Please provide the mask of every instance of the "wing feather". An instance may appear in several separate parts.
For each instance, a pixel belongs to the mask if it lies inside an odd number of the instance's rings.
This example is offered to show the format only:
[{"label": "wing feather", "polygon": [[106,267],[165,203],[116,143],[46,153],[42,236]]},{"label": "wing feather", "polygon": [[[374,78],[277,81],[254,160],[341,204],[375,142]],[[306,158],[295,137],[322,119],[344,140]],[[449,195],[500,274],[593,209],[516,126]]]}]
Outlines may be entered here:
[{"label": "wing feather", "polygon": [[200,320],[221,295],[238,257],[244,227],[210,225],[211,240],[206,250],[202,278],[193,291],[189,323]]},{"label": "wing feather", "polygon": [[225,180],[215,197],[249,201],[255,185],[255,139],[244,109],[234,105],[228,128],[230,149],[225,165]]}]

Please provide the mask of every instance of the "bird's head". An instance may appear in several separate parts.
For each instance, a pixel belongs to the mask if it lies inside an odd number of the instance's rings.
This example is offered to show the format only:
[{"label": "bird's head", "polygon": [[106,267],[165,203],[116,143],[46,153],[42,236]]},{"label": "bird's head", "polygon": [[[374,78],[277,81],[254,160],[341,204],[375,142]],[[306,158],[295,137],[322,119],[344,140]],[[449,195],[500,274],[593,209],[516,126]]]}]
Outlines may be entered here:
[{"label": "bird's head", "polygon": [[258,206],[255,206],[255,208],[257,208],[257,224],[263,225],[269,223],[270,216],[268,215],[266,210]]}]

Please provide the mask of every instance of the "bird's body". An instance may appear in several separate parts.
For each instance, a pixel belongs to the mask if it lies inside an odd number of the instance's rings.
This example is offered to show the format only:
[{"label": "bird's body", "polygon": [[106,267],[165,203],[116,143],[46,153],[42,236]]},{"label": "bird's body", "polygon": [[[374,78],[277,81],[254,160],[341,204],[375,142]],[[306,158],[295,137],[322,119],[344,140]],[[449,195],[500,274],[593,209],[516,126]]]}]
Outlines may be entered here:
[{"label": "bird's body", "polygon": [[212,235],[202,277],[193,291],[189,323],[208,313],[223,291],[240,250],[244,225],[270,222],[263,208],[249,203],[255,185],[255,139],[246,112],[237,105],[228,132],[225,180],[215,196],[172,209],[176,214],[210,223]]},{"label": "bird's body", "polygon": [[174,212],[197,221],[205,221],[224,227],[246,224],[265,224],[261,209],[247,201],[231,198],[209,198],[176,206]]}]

------------

Every line of the material must be returned exactly as it appears.

Please provide the mask of every instance of the "wing feather". An instance may appear in several separate parts.
For each instance, a pixel belongs to the mask if it lies inside an odd number of the instance's rings.
This example is offered to show the format only:
[{"label": "wing feather", "polygon": [[106,267],[165,203],[116,143],[46,153],[42,236]]},{"label": "wing feather", "polygon": [[[374,78],[277,81],[254,160],[341,204],[375,142]],[[306,158],[295,137],[322,119],[344,140]],[[449,195],[500,274],[593,209],[516,126]]]}]
Outlines may be entered here:
[{"label": "wing feather", "polygon": [[200,320],[221,295],[238,257],[244,227],[210,225],[211,240],[206,250],[202,278],[193,291],[189,323]]},{"label": "wing feather", "polygon": [[225,180],[215,197],[249,201],[255,185],[255,139],[244,109],[234,105],[228,128],[230,149],[225,165]]}]

Please provide the mask of every instance of the "bird's head". An instance may appear in several separate parts.
For each instance, a pixel belongs to the mask if it lies inside an odd number of the instance's rings.
This example is offered to show the format only:
[{"label": "bird's head", "polygon": [[106,267],[165,203],[116,143],[46,153],[42,236]]},{"label": "bird's head", "polygon": [[[374,78],[277,81],[254,160],[341,204],[375,142]],[[306,158],[295,137],[322,119],[344,140]],[[449,195],[500,274],[593,209],[516,126]]]}]
Outlines may be entered here:
[{"label": "bird's head", "polygon": [[258,206],[255,206],[255,208],[257,208],[257,224],[263,225],[269,223],[270,216],[268,215],[266,210]]}]

Please provide the mask of every instance of the "bird's body". An instance may appear in several separate parts.
For each instance, a pixel belongs to the mask if it lies inside an odd number of the instance's rings.
This example is offered to show the format only:
[{"label": "bird's body", "polygon": [[106,267],[165,203],[116,143],[46,153],[42,236]]},{"label": "bird's body", "polygon": [[[374,78],[277,81],[254,160],[341,204],[375,142]],[[306,158],[295,137],[322,119],[344,140]],[[449,195],[500,274],[593,209],[516,126]]]}]
Outlines may be entered here:
[{"label": "bird's body", "polygon": [[212,235],[202,277],[193,291],[189,323],[208,313],[223,291],[240,250],[244,225],[270,222],[263,208],[249,203],[255,185],[255,139],[246,112],[237,105],[228,132],[225,180],[215,196],[172,209],[176,214],[210,223]]},{"label": "bird's body", "polygon": [[174,212],[197,221],[205,221],[224,227],[246,224],[265,224],[261,209],[247,201],[231,198],[209,198],[176,206]]}]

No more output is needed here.